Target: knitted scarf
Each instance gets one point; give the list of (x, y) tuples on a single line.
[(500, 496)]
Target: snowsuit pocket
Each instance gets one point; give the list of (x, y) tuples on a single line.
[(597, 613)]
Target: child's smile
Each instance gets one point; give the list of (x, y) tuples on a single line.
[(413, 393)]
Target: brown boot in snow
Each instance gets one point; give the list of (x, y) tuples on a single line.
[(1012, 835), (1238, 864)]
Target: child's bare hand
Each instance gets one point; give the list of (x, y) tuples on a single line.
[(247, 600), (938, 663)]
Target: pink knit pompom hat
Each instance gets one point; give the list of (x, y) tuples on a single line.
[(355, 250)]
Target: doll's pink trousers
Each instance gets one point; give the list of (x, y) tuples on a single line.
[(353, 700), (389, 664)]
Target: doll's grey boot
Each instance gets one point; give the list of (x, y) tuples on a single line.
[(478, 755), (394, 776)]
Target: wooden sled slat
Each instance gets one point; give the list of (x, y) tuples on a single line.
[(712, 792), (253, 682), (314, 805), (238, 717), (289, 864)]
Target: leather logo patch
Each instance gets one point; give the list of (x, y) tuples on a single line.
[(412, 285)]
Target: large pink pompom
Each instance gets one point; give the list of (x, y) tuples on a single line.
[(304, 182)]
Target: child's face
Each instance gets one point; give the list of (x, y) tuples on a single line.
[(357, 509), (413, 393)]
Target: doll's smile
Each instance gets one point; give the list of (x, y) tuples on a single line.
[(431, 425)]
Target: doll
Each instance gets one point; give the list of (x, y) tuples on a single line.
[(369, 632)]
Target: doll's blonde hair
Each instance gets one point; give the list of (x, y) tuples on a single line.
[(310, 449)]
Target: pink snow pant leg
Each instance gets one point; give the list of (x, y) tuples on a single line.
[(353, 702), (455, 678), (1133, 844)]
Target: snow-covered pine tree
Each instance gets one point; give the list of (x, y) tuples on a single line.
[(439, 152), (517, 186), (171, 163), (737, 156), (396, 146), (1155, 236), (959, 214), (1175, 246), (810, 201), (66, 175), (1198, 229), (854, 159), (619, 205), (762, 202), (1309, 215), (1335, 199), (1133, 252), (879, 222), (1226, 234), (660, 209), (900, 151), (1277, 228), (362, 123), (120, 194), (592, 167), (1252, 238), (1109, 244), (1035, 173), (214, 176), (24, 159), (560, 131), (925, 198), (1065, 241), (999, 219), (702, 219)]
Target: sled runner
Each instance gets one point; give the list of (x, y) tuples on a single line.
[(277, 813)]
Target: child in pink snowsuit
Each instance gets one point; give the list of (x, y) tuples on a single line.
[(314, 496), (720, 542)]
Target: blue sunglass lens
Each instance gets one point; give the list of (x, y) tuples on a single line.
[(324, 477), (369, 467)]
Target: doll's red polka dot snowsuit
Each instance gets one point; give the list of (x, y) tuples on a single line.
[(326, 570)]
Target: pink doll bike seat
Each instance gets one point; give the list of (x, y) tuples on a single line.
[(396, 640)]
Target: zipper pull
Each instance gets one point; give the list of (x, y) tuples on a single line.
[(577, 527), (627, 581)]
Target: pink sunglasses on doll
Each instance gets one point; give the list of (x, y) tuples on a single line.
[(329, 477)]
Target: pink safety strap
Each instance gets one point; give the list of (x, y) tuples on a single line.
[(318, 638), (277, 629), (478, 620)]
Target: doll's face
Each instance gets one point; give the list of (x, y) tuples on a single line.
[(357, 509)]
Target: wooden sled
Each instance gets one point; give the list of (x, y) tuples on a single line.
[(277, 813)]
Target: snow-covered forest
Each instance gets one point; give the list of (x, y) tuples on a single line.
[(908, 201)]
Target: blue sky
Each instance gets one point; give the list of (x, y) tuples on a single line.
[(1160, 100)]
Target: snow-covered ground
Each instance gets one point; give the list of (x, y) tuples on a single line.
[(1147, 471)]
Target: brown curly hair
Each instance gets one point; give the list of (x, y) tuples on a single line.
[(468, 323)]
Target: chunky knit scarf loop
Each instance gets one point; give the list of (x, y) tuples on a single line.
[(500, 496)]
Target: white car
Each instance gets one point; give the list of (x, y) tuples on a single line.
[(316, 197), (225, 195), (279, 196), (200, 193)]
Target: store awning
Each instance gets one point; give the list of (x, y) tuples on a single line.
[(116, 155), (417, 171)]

- - - - - - -

Stated goal:
Output the part of the data above that starts with the line containing "Target: pink knit pompom hat" and ends with the line containing "[(478, 755), (394, 776)]", including both of those lines. Copy each line without any changes and add nothing else.

Correct answer:
Target: pink knit pompom hat
Each instance gets one point; give the list of (x, y) tuples on a single line.
[(355, 250)]
Target: doll's pink trousers
Each instance gets one point; give the list of (x, y) tuples on a single line.
[(353, 700), (389, 664)]
Target: doll's grey boot
Each instance gets one point; give the list of (x, y) tuples on a single line.
[(478, 755), (394, 776)]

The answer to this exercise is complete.